Your task: Write out the records in full, exactly as given, but without the images.
Start of Record set
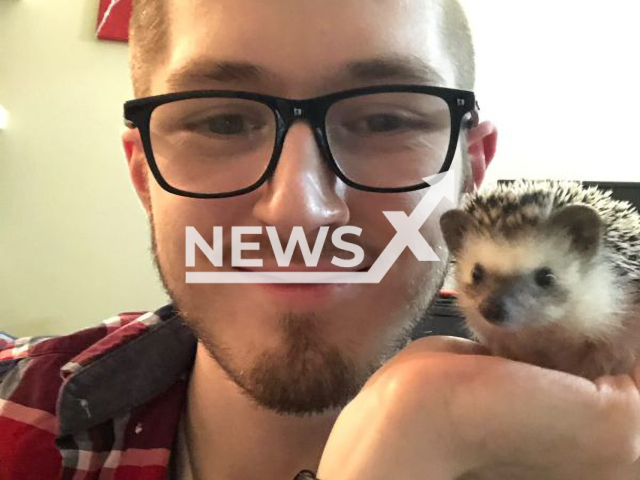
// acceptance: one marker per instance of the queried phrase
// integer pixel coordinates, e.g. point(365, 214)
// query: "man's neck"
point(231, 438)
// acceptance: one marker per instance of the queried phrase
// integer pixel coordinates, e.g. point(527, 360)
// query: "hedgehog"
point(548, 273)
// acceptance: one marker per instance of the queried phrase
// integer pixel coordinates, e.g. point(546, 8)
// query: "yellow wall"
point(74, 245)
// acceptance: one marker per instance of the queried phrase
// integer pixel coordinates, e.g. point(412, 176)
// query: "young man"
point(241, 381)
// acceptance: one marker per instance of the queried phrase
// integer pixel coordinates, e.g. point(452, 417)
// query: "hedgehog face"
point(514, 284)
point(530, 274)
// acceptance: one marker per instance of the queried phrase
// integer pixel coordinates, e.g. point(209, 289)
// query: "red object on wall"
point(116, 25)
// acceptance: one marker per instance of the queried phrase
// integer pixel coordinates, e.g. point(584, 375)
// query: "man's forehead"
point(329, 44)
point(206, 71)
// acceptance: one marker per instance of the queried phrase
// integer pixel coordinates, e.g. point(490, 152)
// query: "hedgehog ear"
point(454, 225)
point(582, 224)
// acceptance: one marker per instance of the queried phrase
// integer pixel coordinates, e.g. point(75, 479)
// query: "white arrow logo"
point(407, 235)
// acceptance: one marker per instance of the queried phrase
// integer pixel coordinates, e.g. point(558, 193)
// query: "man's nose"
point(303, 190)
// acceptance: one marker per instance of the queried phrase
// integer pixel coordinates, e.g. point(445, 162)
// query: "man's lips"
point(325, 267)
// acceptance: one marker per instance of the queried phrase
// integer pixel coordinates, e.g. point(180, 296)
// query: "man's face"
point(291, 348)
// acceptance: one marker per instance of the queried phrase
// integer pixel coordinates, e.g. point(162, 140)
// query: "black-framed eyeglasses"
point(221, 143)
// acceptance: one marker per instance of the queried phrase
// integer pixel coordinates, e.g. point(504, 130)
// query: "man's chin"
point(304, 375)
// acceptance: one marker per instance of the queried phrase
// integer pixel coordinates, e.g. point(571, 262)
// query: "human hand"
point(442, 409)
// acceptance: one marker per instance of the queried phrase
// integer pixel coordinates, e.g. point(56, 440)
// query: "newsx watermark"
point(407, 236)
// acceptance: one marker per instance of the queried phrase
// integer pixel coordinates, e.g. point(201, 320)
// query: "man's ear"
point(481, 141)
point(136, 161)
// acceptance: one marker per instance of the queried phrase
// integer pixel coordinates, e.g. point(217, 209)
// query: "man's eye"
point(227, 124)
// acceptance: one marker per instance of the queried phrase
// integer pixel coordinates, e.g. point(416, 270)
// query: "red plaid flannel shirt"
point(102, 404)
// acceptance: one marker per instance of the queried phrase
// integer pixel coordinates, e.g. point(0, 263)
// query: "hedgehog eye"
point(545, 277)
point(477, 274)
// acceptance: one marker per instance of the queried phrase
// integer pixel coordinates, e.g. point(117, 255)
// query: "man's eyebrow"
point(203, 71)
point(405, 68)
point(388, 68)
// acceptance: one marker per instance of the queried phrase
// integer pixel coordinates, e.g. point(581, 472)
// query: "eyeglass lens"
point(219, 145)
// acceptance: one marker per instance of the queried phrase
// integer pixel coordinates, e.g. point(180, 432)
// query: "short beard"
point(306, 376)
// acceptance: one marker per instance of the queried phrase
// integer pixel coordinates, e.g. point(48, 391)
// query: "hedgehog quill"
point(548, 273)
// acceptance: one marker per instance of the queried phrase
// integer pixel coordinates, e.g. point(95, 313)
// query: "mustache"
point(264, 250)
End of Record set
Written answer:
// acceptance: one marker per instance of the queried phrase
// integer pixel coordinates, e.g. point(365, 214)
// query: "man's neck"
point(231, 438)
// acceptance: one marker per instance of the queried phrase
// integer pixel coordinates, e.g. point(527, 360)
// query: "hedgehog"
point(548, 273)
// acceptance: one marker per instance of the queried phrase
// integer pixel coordinates, e.g. point(546, 8)
// query: "yellow wall"
point(74, 245)
// acceptance: one marker per instance of the queried phrase
// integer pixel coordinates, e.g. point(412, 176)
// query: "young man"
point(241, 381)
// acceptance: one marker per instance of the queried phrase
// integer pixel coordinates, e.g. point(452, 417)
// query: "hedgehog face"
point(514, 284)
point(530, 274)
// acceptance: one marker per instance of the queried phrase
// integer pixel coordinates, e.g. point(209, 289)
// query: "red object on wall"
point(116, 25)
// acceptance: one marker per instance of the queried phrase
// integer pixel coordinates, e.g. point(584, 375)
// query: "man's forehead"
point(329, 44)
point(206, 71)
// acceptance: one marker per instance of the queried phrase
// integer pixel coordinates, e.g. point(490, 152)
// query: "hedgehog ear"
point(454, 225)
point(582, 224)
// acceptance: one marker per instance of the queried phrase
// integer pixel coordinates, e.g. point(75, 479)
// query: "white arrow logo"
point(407, 235)
// acceptance: one marker per instance of the queried phrase
// integer pixel coordinates, e.g. point(558, 193)
// query: "man's nose"
point(303, 190)
// acceptance: one marker per instance of the queried phrase
// integer pixel coordinates, e.g. point(445, 162)
// query: "man's lips"
point(325, 267)
// acceptance: one marker per instance of the queried phrase
// integer pixel coordinates, e.g. point(180, 296)
// query: "man's face"
point(291, 348)
// acceptance: one marker per instance of the queried phrase
// integer pixel coordinates, e.g. point(162, 140)
// query: "black-framed eyeglasses"
point(221, 143)
// acceptance: one marker per instance of the queried phrase
// integer pixel coordinates, e.g. point(504, 130)
// query: "man's chin"
point(304, 375)
// acceptance: one marker per instance of the queried phrase
// integer pixel coordinates, e.g. point(571, 262)
// query: "human hand"
point(442, 409)
// acceptance: one marker per instance of the queried phrase
// integer pixel coordinates, e.g. point(56, 440)
// query: "newsx watermark"
point(407, 236)
// acceptance: one marker per instance of the queried phrase
// integer pixel coordinates, e.g. point(201, 320)
// query: "man's ear"
point(481, 141)
point(136, 161)
// acceptance: one marker per instance of the queried phrase
// integer pixel coordinates, e.g. point(217, 209)
// query: "man's eye"
point(227, 124)
// acceptance: one marker per instance of the queried phrase
// integer pixel coordinates, e.g. point(416, 270)
// query: "red plaid flannel shirt"
point(102, 404)
// acceptance: one marker per instance of the queried phrase
// integer pixel coordinates, e.g. point(0, 263)
// query: "hedgehog eye"
point(545, 277)
point(477, 274)
// acceptance: one marker per instance of the queried phrase
// integer pixel coordinates, e.g. point(117, 255)
// query: "man's eyebrow"
point(203, 71)
point(405, 68)
point(388, 68)
// acceptance: one marker per instance of the queried phrase
// integer pixel coordinates, e.g. point(581, 472)
// query: "eyeglass lens"
point(219, 145)
// acceptance: one marker per instance of the queried phrase
// integer pixel coordinates, e.g. point(180, 432)
// query: "short beard"
point(306, 376)
// acceptance: one marker per instance of the queried phrase
// integer pixel coordinates, e.g. point(48, 391)
// query: "hedgehog quill"
point(548, 273)
// acceptance: one marker per instance of the queried phrase
// integer pixel coordinates, e.g. point(95, 313)
// query: "mustache"
point(264, 250)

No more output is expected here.